[TASK DETAILS]: Transcribe all of the records precisely as they are presented.

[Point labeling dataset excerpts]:
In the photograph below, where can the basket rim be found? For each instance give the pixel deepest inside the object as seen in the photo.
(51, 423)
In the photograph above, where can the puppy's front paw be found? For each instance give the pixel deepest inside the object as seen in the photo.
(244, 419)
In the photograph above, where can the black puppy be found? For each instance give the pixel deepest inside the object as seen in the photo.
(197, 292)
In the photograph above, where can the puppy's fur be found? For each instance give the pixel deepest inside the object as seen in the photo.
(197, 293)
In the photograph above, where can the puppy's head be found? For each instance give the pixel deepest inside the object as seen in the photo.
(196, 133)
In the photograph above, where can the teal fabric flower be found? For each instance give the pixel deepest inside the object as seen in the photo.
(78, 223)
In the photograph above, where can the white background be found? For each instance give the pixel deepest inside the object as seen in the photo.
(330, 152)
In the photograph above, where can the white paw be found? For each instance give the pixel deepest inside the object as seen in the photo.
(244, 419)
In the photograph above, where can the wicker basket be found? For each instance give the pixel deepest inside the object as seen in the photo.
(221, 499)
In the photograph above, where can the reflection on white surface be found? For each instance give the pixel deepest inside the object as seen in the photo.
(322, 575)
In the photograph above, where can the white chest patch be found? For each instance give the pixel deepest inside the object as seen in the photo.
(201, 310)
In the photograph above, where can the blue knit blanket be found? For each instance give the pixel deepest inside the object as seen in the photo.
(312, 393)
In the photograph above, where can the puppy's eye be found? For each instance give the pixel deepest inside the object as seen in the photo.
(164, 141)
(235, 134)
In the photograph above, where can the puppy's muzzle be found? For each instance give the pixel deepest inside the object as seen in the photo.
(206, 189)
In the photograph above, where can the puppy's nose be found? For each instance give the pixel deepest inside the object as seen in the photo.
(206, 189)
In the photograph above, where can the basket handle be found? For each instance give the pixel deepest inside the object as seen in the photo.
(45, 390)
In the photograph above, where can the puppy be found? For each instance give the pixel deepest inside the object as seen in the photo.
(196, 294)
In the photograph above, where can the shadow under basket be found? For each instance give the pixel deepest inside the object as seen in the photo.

[TASK RESULT]:
In the photograph below, where can the basket rim be found? For each instance give the pixel deepest inside the object as seen in the photo.
(51, 423)
In the photograph above, where can the puppy's front paw be found? For each instance give the pixel deepest inside the object as seen in the photo.
(244, 419)
In the photograph above, where can the black puppy be found? For each instance give the pixel deepest inside the object as seen in the photo.
(197, 292)
In the photograph above, where can the puppy's fur be found? For each instance give the pixel deepest inside the object as seen in the photo.
(197, 293)
In the photograph above, where can the puppy's head be found? For each instance give the pixel deepest inside the object as seen in the photo.
(196, 133)
In the photograph above, where can the teal fabric flower be found? For each instance give the pixel deepest inside the object as seen in the photo.
(78, 223)
In the photograph above, where can the white background be found? For each instance give the pixel deepest inside the object as seen in the photo.
(330, 152)
In the photograph above, where can the white paw be found? For each instance give the pixel deepest inside the object as seen in the photo.
(244, 419)
In the photograph above, where can the wicker basket be found? For each instance give the pixel deepest inside the object as seen in the photo.
(221, 499)
In the photograph above, where can the reflection on white surface be found? For each instance give the pixel deepest inside the object as seen in the photo.
(322, 575)
In the photograph above, where can the white chest patch be found? For each instance give the pixel deepest inside the object as seen in the photo.
(201, 310)
In the photograph above, where can the blue knit blanket be found? For each instance give the pixel deepest inside the object as seen in the photo.
(312, 393)
In the photograph above, where can the puppy's eye be found? For each instance give the pixel deepest inside the object as seen in the photo.
(164, 141)
(235, 134)
In the photograph above, where can the puppy's muzzle be found? For each instance give the pixel deepest inside the object as seen in the photo.
(206, 189)
In the photograph above, where can the puppy's nose be found? For each instance give the pixel deepest inside the object as seen in the photo.
(206, 189)
In the photograph above, where can the basket handle be found? For each instance give the pixel deepest inside the object as seen in the photo.
(45, 390)
In the photograph above, where can the puppy be found? For each instance give the pixel deepest inside the object as seen in the photo.
(196, 294)
In the photograph above, where can the shadow under basket be found? For each instance give the pixel deepest inside the object as seen in the photo.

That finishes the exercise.